## Given instruction
Turn the lines below into a numbered list, skipping any blank lines.

━━━━━ Records provided

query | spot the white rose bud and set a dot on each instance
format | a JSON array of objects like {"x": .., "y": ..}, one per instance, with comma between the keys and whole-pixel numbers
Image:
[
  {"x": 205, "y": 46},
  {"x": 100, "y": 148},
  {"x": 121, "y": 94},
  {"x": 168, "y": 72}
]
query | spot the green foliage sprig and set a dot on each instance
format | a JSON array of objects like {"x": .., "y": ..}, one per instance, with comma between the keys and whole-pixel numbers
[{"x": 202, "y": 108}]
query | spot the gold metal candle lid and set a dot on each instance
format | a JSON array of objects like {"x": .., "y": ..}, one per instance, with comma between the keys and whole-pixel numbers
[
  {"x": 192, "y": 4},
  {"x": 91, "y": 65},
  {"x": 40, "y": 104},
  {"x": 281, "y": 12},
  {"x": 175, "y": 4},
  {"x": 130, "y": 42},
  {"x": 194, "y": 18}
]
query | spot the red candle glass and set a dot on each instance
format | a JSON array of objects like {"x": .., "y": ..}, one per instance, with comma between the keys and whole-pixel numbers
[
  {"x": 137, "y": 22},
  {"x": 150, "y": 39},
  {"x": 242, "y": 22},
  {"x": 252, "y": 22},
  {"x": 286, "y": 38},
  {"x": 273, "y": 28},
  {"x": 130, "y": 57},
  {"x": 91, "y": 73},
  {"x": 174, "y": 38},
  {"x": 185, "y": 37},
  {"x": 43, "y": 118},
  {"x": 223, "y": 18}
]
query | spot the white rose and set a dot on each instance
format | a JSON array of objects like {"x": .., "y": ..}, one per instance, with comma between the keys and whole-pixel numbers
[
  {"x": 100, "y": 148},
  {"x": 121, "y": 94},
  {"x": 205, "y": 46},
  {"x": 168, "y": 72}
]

━━━━━━━━━━

## Solved exercise
1. query | spot the white rose bud and set a dot on each instance
2. format | a JSON array of objects like {"x": .., "y": ..}, one per instance, with comma between the keys and whole-pixel numbers
3. Image:
4. [
5.   {"x": 205, "y": 46},
6.   {"x": 100, "y": 148},
7.   {"x": 121, "y": 94},
8.   {"x": 168, "y": 72}
9. ]
10. query | spot the green foliage sprig and set a dot on each instance
11. format | a JSON array of objects like {"x": .., "y": ..}, one per instance, with comma between the keys and whole-pixel numbers
12. [{"x": 202, "y": 108}]
13. query | spot the gold metal candle lid and set a dot on each instance
14. format | a JSON array of objects like {"x": .., "y": ..}, one per instance, with comma between the keys and whole-pixel numbers
15. [
16.   {"x": 192, "y": 4},
17.   {"x": 91, "y": 65},
18.   {"x": 40, "y": 104},
19.   {"x": 281, "y": 12},
20.   {"x": 175, "y": 4},
21.   {"x": 130, "y": 42},
22.   {"x": 194, "y": 18}
23. ]
24. query | spot the red candle glass and set a dot on each instance
25. format | a JSON array of objects like {"x": .., "y": ..}, one per instance, with comma between the keys and whole-pixel numbers
26. [
27.   {"x": 137, "y": 22},
28.   {"x": 150, "y": 39},
29.   {"x": 242, "y": 22},
30.   {"x": 252, "y": 22},
31.   {"x": 286, "y": 38},
32.   {"x": 273, "y": 28},
33.   {"x": 130, "y": 57},
34.   {"x": 91, "y": 73},
35.   {"x": 174, "y": 38},
36.   {"x": 185, "y": 37},
37.   {"x": 43, "y": 118},
38.   {"x": 223, "y": 18}
39. ]
40. query | spot the white rose and set a dot on each instance
41. format | a JSON array of objects like {"x": .., "y": ..}, one per instance, with comma between the keys and whole-pixel numbers
42. [
43.   {"x": 100, "y": 148},
44.   {"x": 121, "y": 94},
45.   {"x": 205, "y": 46},
46.   {"x": 168, "y": 72}
47. ]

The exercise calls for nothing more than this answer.